##### Teks Bacaan #####

Penanggung jawab pelaksanaan terapi Hiperbarik RS Polri AKBP Karjana mengatakan, terapi hiperbarik disarankan untuk para penyelam, sebab hal tersebut sudah masuk dalam SOP (Standar Operasional) penyelam yang diatur oleh perkumpulan dokter bidang kelautan.
"Kami mengimbau baik dari penyelam relawan maupun TNI, Polri diharapkan untuk mengantisipasi penyakit dekompresi dengan melakukan terapi hiperbarik," kata Karjana di RS Polri Kramatjati, Jakarta Timur, Senin (5/11/2018).
Adapun tahapan terapi hiperbarik di RS Polri, menurut Karjana, pertama-tama penyelam yang datang kemudian akan dilakukan assessment meliputi identitas, riwayat penyakit sebelumnya, riwayat penyelaman dan penerbangan terakhir kali.

#####

• _Tugas Kerja A_
Salin bagian teks tentang terapi hiperbarik mulai dari "Penanggung jawab pelaksanaan" sampai "Timur, Senin (5/11/2018).".
• _Tugas Kerja B_
Menurut teks tentang terapi hiperbarik, mengapa terapi ini disarankan untuk para penyelam? Jawab dalam satu sampai tiga kalimat.
• _Tugas Kerja C_
Jawab pertanyaan berikut berdasarkan teks tentang terapi hiperbarik.
(i) Siapa penanggung jawab pelaksanaan terapi hiperbarik di RS Polri?
(ii) Penyakit apa yang diharapkan bisa diantisipasi dengan terapi hiperbarik?
(iii) Apa saja yang dicakup dalam assessment bagi penyelam yang datang?

##### Daftar yang Diberikan #####

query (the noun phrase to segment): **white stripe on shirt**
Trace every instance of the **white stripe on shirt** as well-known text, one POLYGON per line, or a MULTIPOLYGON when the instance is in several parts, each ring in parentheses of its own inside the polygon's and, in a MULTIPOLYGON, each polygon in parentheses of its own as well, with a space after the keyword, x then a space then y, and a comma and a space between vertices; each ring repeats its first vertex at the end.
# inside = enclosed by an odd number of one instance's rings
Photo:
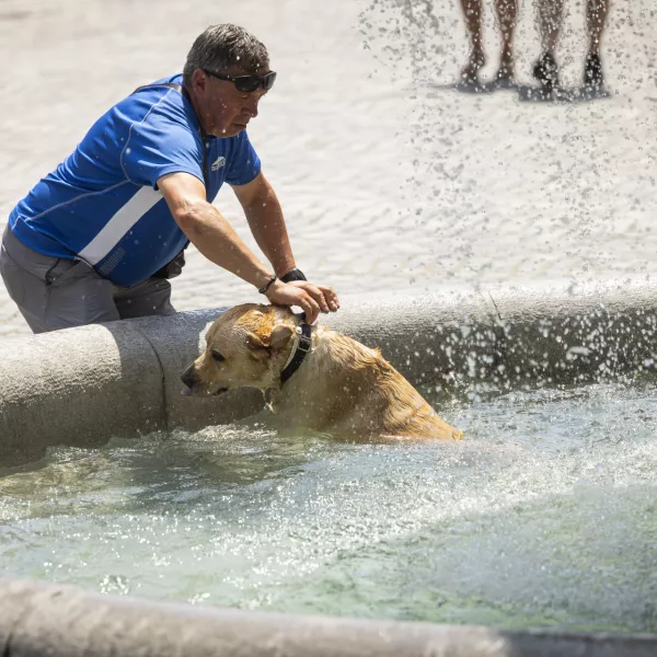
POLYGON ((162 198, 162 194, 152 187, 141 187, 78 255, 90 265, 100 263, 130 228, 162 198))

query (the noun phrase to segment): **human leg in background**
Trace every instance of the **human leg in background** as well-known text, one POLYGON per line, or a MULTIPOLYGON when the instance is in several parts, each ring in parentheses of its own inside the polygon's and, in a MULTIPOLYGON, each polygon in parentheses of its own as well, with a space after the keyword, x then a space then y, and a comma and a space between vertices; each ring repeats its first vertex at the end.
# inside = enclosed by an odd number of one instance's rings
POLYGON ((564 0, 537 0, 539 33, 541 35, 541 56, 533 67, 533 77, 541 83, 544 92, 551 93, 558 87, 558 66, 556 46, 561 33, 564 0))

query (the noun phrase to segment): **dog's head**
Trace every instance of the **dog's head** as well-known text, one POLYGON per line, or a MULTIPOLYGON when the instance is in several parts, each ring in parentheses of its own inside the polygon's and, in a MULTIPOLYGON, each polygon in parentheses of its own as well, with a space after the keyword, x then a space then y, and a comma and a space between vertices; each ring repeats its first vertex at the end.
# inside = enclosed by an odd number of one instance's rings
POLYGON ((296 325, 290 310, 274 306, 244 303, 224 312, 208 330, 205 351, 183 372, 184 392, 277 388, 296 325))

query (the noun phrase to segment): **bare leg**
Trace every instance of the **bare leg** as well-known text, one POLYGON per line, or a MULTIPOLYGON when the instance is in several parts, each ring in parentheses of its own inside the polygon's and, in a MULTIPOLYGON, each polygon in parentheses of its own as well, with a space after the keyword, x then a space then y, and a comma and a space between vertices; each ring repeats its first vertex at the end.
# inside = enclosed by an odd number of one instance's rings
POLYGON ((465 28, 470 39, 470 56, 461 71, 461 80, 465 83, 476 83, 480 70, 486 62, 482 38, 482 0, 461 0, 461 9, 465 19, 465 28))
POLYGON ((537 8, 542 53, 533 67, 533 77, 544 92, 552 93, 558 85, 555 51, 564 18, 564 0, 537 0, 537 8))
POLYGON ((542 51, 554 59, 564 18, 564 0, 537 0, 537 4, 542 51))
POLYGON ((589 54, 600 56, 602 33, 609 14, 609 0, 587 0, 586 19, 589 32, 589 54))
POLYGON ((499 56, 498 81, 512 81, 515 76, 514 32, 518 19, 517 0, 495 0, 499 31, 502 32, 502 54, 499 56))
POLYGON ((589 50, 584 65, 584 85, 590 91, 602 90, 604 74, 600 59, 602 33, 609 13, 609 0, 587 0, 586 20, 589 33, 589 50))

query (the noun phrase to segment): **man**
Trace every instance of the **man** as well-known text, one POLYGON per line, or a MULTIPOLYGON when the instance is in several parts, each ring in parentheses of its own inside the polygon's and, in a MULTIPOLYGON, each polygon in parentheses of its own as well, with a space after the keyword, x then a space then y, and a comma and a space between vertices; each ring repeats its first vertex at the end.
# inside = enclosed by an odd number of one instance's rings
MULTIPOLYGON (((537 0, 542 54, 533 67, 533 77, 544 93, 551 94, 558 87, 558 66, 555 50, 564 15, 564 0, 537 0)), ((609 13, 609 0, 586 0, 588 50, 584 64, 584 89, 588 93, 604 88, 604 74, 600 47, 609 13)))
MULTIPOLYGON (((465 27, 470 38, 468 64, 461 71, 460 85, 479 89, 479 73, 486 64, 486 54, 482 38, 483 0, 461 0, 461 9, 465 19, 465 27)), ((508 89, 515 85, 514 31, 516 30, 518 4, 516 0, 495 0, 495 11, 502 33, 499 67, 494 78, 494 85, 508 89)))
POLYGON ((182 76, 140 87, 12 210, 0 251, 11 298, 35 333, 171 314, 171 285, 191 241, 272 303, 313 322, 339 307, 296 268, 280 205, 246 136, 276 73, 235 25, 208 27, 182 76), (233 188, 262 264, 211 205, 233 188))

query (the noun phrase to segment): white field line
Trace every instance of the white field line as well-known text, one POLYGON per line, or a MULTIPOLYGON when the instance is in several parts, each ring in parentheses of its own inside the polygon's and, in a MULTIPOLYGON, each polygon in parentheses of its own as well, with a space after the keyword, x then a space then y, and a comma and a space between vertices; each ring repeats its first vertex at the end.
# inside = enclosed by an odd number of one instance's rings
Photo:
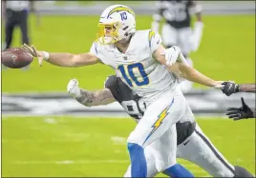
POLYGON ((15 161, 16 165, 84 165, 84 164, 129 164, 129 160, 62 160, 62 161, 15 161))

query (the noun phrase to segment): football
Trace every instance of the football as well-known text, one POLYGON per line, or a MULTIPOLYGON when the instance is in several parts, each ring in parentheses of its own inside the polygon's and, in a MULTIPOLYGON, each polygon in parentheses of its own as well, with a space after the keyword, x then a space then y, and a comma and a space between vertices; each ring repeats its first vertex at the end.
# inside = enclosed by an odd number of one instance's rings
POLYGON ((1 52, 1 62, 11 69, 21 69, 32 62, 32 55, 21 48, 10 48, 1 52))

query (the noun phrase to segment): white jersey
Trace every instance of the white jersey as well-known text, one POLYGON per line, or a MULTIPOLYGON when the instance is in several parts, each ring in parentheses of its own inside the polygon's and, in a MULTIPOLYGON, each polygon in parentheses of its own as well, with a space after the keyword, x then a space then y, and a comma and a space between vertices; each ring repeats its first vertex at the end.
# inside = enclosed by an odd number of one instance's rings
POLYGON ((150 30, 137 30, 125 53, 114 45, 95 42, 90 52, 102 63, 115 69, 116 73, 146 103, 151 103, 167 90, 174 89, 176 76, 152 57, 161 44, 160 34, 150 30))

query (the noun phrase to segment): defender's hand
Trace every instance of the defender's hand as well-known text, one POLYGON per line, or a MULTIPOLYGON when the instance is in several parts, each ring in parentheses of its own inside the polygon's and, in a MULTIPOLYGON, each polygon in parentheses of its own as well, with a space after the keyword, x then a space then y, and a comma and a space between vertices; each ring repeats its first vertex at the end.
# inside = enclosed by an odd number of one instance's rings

#####

• _Jawaban Tugas A_
Penanggung jawab pelaksanaan terapi Hiperbarik RS Polri AKBP Karjana mengatakan, terapi hiperbarik disarankan untuk para penyelam, sebab hal tersebut sudah masuk dalam SOP (Standar Operasional) penyelam yang diatur oleh perkumpulan dokter bidang kelautan.
"Kami mengimbau baik dari penyelam relawan maupun TNI, Polri diharapkan untuk mengantisipasi penyakit dekompresi dengan melakukan terapi hiperbarik," kata Karjana di RS Polri Kramatjati, Jakarta Timur, Senin (5/11/2018).

• _Jawaban Tugas B_
Terapi hiperbarik disarankan untuk para penyelam karena sudah masuk dalam SOP (Standar Operasional) penyelam yang diatur oleh perkumpulan dokter bidang kelautan. Terapi ini juga dimaksudkan untuk mengantisipasi penyakit dekompresi.

• _Jawaban Tugas C_
(i) AKBP Karjana.
(ii) Penyakit dekompresi.
(iii) Identitas, riwayat penyakit sebelumnya, riwayat penyelaman dan penerbangan terakhir kali.